INSTRUCTIONS FOR THE TASK: Please extend the excerpt on Massie's political record, shown below, past its final sentence. The data that follows it is not part of the excerpt.

PAGE EXCERPT:
----------
On food freedom, Massie pushed the PRIME Act with Democrat Chellie Pingree, a bill designed to let states permit intrastate distribution of custom-slaughtered meat. To the Washington mind this is a small matter. To the citizen, it is everything. A farmer should not need to beg a distant bureaucracy for permission to feed his neighbors. A family should not be treated as a criminal conspiracy because it prefers local meat, raw milk, or independent agriculture to the industrial cartel blessed by federal regulators. Massie’s America First philosophy was not confined to speeches about borders and wars. It extended to the farm, the kitchen, the family, the local market, the small producer, and the right of Americans to live without federal supervision in every ordinary act of existence.
On surveillance, Massie likewise proved that his constitutionalism was not decorative. He supported efforts to end warrantless searches of Americans’ information and opposed clean reauthorizations of FISA Section 702 without meaningful warrant protections. Here again one saw the usual Washington arrangement: officials who spoke reverently of liberty while quietly preserving the machinery to spy on citizens without ordinary constitutional safeguards. Massie’s position was not complicated. The Fourth Amendment exists. Warrants matter. The government does not become trustworthy merely because it says “national security” in a grave voice.
But foreign policy is where Massie most thoroughly exposed the fraudulence of modern America First rhetoric. The phrase “America First” once meant something plain enough for a child to understand. It meant that American lives, American wealth, American borders, American industry, American workers, American infrastructure, American constitutional government, and American peace should take precedence over the ambitions of foreign capitals and the profit calculations of defense contractors. It meant that the United States should not exhaust itself policing the planet while its own people were told to accept decline as maturity.
Massie believed this before it was fashionable, during the years it was fashionable, and after fashion abandoned it.
----------
PROVIDED RECORDS:
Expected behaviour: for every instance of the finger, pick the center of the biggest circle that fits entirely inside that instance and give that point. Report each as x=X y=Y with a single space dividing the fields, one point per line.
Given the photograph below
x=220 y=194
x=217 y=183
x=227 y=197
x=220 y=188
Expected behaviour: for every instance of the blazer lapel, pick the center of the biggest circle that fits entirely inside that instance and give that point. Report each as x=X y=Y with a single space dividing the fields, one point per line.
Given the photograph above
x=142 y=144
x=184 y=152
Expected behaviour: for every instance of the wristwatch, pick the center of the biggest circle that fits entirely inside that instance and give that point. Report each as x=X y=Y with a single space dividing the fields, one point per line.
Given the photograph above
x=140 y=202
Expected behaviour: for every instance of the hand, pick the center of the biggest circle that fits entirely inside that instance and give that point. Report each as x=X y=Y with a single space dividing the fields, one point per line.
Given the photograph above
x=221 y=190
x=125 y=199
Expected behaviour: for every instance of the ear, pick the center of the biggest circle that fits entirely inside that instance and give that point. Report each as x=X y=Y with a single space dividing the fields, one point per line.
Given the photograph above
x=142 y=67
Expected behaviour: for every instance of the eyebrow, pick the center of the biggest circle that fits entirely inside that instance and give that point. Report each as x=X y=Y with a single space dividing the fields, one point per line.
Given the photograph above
----------
RESPONSE TO THIS TASK:
In April 2024, the House voted on a massive foreign aid package involving Ukraine, Israel, and Taiwan. The Ukraine Security Supplemental Appropriations Act passed 311-112. Massie voted no. The Israel Security Supplemental Appropriations Act passed 366-58. Massie voted no again. He also opposed earlier Ukraine aid measures, including a September 2023 Ukraine security assistance bill. These were not easy votes for a Republican. They were not applause-line votes. They invited attack ads, donor fury, cable-news scolding, and the usual accusation that any refusal to fund foreign governments is proof of moral deformity.
Yet Massie’s question remained magnificent in its simplicity: why is a nation $39.2 trillion in debt borrowing money to send abroad while its own people are told there is no money for them?
Washington had no answer. It never has answers, only vapid stares and blood-soaked whims.
The same constitutional logic governed his stance on war powers. In June 2025, amid rising tensions involving Iran, Massie joined Ro Khanna in introducing a War Powers Resolution to prohibit unauthorized U.S. hostilities against Iran. Massie’s statement was unmistakable:
“Congress has the sole power to declare war against Iran,” and “the ongoing war between Israel and Iran is not our war.”
There, in two sentences, was the whole lost architecture of the American constitutional order. Congress declares war. The president does not improvise it. Foreign conflicts are not automatically American conflicts. An ally’s war is not, by magic, our war. The Constitution does not contain an Israel exception, a Ukraine exception, a NATO exception, or a think-tank exception.
This was precisely the America First foreign policy Donald Trump had campaigned on when he promised no new wars. Massie supported that promise. Millions did. But the test of a promise is not whether it sounds good before power is acquired; the test is whether it survives power. When the movement drifted back toward intervention, Massie did not drift with it. When foreign policy hawks discovered new reasons for old habits, he did not salute. When money flowed and pressure mounted, he remained where he had been: Congress must authorize war, America should not fund the world, and the American people are not draft animals for the foreign-policy class.
Then came Epstein…
If foreign aid revealed the hollowness of America First spending priorities, the Epstein files revealed the hollowness of Washington’s alleged love of transparency. For years, Americans across the political spectrum had been told to wait, to trust, to accept redactions, to endure delays, to believe that the same institutions that failed to fully expose Epstein’s network could be trusted to decide what the public deserved to know. Massie refused. In 2025 he joined Ro Khanna to introduce the Epstein Files Transparency Act and pursued a discharge petition to force a House vote if leadership would not act.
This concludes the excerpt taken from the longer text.